* _ABOUT THIS TASK_
Your answer is the lines from the one that has "Category: license plate" through the last line of the records below, retyped exactly and alone.

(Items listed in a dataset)
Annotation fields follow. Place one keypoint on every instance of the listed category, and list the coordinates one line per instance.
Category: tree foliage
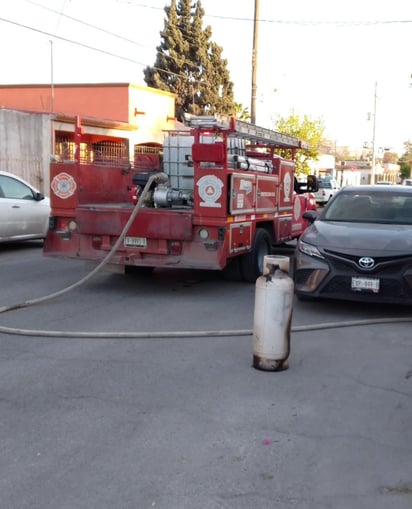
(306, 129)
(190, 65)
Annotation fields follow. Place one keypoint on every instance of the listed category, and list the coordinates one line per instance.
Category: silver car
(359, 247)
(24, 211)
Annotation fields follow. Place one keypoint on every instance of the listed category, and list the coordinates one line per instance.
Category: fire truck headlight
(72, 226)
(203, 234)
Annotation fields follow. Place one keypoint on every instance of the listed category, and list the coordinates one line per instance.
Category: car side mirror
(310, 215)
(38, 196)
(312, 184)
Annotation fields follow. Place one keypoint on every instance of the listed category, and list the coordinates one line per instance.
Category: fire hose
(157, 177)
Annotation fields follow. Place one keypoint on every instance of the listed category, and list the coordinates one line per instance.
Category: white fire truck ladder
(241, 129)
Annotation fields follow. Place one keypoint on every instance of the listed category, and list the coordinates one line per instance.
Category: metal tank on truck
(216, 196)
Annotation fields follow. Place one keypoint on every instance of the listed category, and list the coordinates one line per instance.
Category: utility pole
(373, 137)
(51, 78)
(254, 64)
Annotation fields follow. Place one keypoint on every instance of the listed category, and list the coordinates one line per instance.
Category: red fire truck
(215, 196)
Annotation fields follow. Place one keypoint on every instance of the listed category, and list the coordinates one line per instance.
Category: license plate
(135, 242)
(360, 284)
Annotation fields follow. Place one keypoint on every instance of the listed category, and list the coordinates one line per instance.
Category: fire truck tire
(232, 271)
(252, 263)
(134, 269)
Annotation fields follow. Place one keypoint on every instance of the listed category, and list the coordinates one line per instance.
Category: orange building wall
(121, 102)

* _ANSWER TO THE PROBLEM_
Category: license plate
(135, 242)
(360, 284)
Annotation fields follow. Place one keypoint on every instance of the listed category, and list the coordinates one line per instance.
Category: fire truck tire
(232, 271)
(252, 263)
(134, 269)
Annotation fields follow. Place one keypoint on every instance of the listed category, and list the coordinates one line per instance.
Category: orange building wall
(121, 102)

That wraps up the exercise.